# EXERCISE A
Condense the paragraph of the blog post that begins "You're familiar with" into two short sentences, keeping its main facts.

# DOCUMENT SECTION
Something occurred to me the other day as I sat watching The Princess And The Frog with the kids for the twentieth time. (Good movie, that one. It's always nice when kids latch onto something that doesn't make me want to jab a chopstick in both ears.) Original thought doesn't occur to me all that often, to be perfectly honest, so I thought I'd better get it out there.
You're familiar with "The Rule Of Threes," yes? It's a general rule of thumb based on the assumption that people always remember things better in threes (click here for a more in-depth definition). In screenwriting, the most important use of this rule is the three-act structure, which goes something like this:
Act One: Main character gets into trouble;
Act Two: Main character tries to get out of
trouble, but the more he tries, the deeper he
Act Three: Main character gets out of trouble.
Apply this structure to any movie, past, present or future - if done correctly, it will follow this same basic outline.

# RECORDS SHOWN
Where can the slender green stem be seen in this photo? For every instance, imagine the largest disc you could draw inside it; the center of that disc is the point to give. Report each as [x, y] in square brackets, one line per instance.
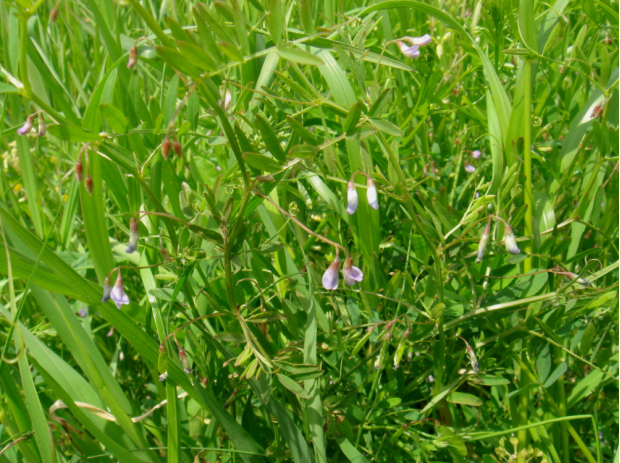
[527, 163]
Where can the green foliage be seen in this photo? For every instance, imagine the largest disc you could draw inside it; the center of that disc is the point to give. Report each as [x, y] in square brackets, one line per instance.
[269, 315]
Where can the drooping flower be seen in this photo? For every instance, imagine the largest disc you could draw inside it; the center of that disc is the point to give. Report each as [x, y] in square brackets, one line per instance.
[416, 42]
[79, 169]
[88, 183]
[483, 243]
[42, 125]
[27, 127]
[107, 289]
[330, 277]
[133, 57]
[510, 242]
[573, 276]
[178, 149]
[133, 236]
[371, 194]
[118, 293]
[165, 147]
[351, 273]
[351, 197]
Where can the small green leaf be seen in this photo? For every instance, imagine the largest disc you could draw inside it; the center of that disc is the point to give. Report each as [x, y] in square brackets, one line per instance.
[114, 117]
[352, 118]
[296, 55]
[292, 386]
[387, 127]
[464, 398]
[72, 133]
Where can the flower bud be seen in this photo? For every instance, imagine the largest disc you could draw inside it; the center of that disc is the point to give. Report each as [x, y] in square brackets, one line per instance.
[118, 293]
[351, 273]
[107, 289]
[133, 236]
[351, 197]
[185, 361]
[371, 194]
[165, 148]
[178, 149]
[510, 242]
[330, 277]
[27, 127]
[88, 183]
[483, 243]
[133, 57]
[42, 125]
[79, 169]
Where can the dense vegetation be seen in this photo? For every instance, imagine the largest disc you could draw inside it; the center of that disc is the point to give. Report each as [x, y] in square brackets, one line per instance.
[309, 231]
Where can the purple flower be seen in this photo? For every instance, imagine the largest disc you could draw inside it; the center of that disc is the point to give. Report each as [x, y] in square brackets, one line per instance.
[510, 242]
[483, 243]
[330, 277]
[118, 294]
[107, 290]
[133, 236]
[42, 125]
[27, 127]
[416, 42]
[351, 273]
[371, 194]
[351, 197]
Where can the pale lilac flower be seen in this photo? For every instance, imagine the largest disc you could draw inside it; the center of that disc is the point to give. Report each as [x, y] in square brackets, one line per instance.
[330, 277]
[351, 197]
[107, 290]
[371, 194]
[573, 276]
[133, 57]
[42, 125]
[133, 236]
[483, 243]
[351, 273]
[27, 127]
[118, 294]
[510, 242]
[416, 42]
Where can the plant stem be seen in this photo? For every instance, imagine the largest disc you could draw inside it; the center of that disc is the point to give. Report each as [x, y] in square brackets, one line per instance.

# EXERCISE B
Edit the listing from the line containing "Where can the dense" through the listing's final line, changing "dense vegetation" to "thick undergrowth" and leaving all else as it stands. Give back only those lines.

# RESULT A
The "Rule of Threes" is a rule of thumb based on the assumption that people always remember things better in threes. In screenwriting, its most important use is the three-act structure.

# RESULT B
Where can the thick undergrowth be seen in this photo? For every instance, imagine the largest disc you could draw inside it; the center of that disc is the point to give. Report each as [x, y] in square brackets, one line per instance.
[309, 231]
Where can the purple flower be seen in this photo? For every instance, imagine the largest disc you could draw inside it; the center of that disc is the point to give. Report each as [x, y] in square brackets, one line per instance.
[510, 242]
[483, 243]
[330, 277]
[118, 294]
[107, 290]
[133, 236]
[42, 125]
[27, 127]
[416, 42]
[351, 273]
[371, 194]
[351, 197]
Where can the pale lilac flower be seen in this photo? For every instance, imagine the largest disc you could draw inside it; the center of that disc is the point to give. Report each as [x, y] in square brackets, one line per instance.
[330, 277]
[351, 197]
[107, 290]
[371, 194]
[573, 276]
[133, 57]
[42, 125]
[133, 236]
[483, 243]
[351, 273]
[27, 127]
[118, 294]
[510, 242]
[416, 42]
Where can the plant stem be seen in this photo? For every instance, imagine the largest disc you could draw inside it; the center of that disc is the point to give. Report each as [x, y] in square brackets, one line per instance.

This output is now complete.